> [Requests]
- A) Reproduce the HBase queue thread word for word, in full.
- B) In the records, rewrite everything from the line containing "Where can the open" down to the line containing "pixel 598 791", swapping "grassy field" for "meadow" and leaving the rest untouched. Return only those lines.

> [Extract]
** BEGIN **
Home | About | Sematext search-lucene.com search-hadoop.com
NEW: Monitor These Apps!
elasticsearch, apache solr, apache hbase, hadoop, redis, casssandra, amazon cloudwatch, mysql, memcached, apache kafka, apache zookeeper, apache storm, ubuntu, centOS, red hat, debian, puppet labs, java, senseiDB
 Search Hadoop and all its subprojects:

Switch to Threaded View
HBase >> mail # user >> hbase table as a queue.


Copy link to this message
-
Re: hbase table as a queue.
All excellent points here in terms of tuning!  For the higher-level question
about using a table as a queue, I just wanted to add in a link to the Lily
guys' rowlog library, since it does exactly that:

http://www.lilyproject.org/lily/about/playground/hbaserowlog.html
On Tue, Jul 19, 2011 at 9:26 AM, Daniel Einspanjer
<[EMAIL PROTECTED]>wrote:

> Cool.  filed a task for us to work on that.
** END **
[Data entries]
** BEGIN **
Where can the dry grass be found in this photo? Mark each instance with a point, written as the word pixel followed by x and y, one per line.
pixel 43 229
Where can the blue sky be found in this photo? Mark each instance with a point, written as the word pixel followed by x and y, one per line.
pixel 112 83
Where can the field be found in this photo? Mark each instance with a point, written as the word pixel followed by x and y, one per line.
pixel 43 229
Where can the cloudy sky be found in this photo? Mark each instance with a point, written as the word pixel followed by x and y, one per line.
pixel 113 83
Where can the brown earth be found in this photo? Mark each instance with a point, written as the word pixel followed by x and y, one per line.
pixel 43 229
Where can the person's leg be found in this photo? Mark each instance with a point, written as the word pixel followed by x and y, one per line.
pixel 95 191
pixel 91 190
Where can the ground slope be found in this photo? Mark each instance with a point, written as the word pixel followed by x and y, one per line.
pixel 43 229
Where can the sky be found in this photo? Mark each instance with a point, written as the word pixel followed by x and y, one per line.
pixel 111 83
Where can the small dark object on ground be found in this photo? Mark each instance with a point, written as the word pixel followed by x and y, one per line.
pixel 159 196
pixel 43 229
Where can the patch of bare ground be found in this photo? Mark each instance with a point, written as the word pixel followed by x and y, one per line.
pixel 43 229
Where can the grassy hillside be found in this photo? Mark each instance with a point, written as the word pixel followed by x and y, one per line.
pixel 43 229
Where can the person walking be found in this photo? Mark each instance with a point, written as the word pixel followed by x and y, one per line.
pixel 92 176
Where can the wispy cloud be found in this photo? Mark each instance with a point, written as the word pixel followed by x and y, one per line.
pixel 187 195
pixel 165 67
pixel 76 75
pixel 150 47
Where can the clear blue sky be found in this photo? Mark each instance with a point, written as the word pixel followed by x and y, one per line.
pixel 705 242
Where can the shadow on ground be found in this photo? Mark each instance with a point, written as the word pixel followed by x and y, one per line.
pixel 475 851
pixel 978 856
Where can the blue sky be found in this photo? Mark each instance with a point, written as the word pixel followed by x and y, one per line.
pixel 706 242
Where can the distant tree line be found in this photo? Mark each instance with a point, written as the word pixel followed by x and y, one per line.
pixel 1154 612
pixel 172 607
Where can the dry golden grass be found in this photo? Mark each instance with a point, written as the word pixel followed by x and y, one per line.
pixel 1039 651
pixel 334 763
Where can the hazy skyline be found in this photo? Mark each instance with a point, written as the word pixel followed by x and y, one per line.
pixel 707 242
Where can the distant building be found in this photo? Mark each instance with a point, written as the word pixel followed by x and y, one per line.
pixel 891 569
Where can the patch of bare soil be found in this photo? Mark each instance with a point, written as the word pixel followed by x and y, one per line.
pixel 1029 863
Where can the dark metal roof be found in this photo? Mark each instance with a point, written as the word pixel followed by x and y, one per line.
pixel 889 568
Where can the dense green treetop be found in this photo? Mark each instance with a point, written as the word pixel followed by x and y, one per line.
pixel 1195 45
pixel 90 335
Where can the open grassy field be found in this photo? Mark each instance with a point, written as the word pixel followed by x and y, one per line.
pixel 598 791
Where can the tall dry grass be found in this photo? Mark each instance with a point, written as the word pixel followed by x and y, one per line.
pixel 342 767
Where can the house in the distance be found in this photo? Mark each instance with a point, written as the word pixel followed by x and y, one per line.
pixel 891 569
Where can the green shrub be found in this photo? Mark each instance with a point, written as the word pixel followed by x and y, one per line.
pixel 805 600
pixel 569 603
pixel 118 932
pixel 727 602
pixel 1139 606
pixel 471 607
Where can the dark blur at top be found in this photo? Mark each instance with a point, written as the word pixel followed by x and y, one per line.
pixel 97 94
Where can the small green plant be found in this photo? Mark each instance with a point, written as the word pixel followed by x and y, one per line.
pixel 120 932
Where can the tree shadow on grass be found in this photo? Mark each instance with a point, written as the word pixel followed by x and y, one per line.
** END **
> [Answers for this exercise]
- A)
Home | About | Sematext search-lucene.com search-hadoop.com
NEW: Monitor These Apps!
elasticsearch, apache solr, apache hbase, hadoop, redis, casssandra, amazon cloudwatch, mysql, memcached, apache kafka, apache zookeeper, apache storm, ubuntu, centOS, red hat, debian, puppet labs, java, senseiDB
 Search Hadoop and all its subprojects:

Switch to Threaded View
HBase >> mail # user >> hbase table as a queue.


Copy link to this message
-
Re: hbase table as a queue.
All excellent points here in terms of tuning!  For the higher-level question
about using a table as a queue, I just wanted to add in a link to the Lily
guys' rowlog library, since it does exactly that:

http://www.lilyproject.org/lily/about/playground/hbaserowlog.html
On Tue, Jul 19, 2011 at 9:26 AM, Daniel Einspanjer
<[EMAIL PROTECTED]>wrote:

> Cool.  filed a task for us to work on that.

- B)
Where can the open meadow be found in this photo? Mark each instance with a point, written as the word pixel followed by x and y, one per line.
pixel 598 791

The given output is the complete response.